● DATA:
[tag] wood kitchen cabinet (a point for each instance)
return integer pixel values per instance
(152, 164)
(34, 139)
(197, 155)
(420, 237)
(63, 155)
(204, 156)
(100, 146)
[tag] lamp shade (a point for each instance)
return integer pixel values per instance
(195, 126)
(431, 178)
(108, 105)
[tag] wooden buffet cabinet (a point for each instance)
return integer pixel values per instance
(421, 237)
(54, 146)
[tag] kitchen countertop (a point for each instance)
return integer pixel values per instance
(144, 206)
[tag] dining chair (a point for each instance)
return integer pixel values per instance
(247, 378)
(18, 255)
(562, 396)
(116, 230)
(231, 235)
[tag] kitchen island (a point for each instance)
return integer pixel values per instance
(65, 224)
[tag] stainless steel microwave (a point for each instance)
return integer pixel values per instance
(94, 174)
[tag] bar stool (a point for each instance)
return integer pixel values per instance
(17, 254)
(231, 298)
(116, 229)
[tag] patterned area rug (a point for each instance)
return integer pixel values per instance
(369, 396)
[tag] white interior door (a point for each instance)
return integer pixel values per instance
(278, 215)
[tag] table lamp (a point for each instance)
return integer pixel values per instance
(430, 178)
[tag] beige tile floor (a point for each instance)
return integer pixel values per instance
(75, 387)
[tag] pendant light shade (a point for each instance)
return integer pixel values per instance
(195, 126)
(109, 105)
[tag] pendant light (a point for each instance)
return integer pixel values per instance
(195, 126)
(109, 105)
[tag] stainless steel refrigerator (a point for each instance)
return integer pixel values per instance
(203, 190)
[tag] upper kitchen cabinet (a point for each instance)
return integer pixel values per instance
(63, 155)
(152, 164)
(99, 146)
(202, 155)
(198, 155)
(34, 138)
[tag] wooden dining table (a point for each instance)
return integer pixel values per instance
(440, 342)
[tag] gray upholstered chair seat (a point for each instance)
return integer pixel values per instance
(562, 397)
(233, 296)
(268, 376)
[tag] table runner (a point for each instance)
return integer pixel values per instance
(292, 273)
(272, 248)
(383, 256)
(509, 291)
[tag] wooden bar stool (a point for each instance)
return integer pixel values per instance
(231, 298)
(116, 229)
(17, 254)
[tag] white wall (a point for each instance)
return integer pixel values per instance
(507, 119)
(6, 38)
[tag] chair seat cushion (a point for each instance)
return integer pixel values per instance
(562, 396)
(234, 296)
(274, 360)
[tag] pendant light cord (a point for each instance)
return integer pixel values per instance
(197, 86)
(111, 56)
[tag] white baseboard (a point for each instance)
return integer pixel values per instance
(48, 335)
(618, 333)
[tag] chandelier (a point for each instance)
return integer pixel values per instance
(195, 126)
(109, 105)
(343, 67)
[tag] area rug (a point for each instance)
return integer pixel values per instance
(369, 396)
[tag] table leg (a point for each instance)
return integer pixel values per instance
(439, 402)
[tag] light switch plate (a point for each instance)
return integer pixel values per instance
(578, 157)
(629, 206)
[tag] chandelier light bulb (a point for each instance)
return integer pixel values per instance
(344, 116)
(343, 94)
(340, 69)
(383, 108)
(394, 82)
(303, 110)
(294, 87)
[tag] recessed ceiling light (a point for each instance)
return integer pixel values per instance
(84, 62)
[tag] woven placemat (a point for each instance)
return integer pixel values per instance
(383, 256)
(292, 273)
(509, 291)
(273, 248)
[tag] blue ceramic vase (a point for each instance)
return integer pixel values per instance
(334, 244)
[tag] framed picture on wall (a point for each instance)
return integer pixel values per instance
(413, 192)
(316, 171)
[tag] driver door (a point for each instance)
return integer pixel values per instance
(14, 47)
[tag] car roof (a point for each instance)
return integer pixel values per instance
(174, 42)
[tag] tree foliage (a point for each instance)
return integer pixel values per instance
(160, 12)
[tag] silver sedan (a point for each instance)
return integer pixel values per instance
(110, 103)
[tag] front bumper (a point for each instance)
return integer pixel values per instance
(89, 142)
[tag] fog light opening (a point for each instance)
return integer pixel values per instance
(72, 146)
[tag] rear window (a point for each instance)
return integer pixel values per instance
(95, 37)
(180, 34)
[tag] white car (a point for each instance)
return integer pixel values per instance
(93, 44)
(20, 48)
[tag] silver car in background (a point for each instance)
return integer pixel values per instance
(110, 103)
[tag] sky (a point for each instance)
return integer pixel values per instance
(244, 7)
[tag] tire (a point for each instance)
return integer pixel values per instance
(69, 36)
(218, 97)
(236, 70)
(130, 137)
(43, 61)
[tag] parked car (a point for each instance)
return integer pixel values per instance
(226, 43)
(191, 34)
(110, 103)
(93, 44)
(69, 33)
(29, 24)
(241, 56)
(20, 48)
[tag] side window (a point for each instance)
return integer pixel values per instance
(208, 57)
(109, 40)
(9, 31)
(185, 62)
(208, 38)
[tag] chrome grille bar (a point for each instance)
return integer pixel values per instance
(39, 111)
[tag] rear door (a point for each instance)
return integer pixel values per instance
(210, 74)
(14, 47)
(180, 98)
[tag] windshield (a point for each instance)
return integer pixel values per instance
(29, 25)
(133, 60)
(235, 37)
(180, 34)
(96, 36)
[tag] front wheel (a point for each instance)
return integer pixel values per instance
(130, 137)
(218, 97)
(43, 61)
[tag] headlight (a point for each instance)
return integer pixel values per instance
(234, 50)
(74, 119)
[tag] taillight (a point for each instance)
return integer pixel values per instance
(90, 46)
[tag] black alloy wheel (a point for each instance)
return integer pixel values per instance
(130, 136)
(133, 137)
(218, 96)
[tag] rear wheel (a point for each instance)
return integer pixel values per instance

● EXERCISE PROMPT: Show each line in the data where the string "stool" appears.

● ANSWER SPACE:
[tag] bar stool (a point for each instance)
[tag] wooden bar stool (a point for each instance)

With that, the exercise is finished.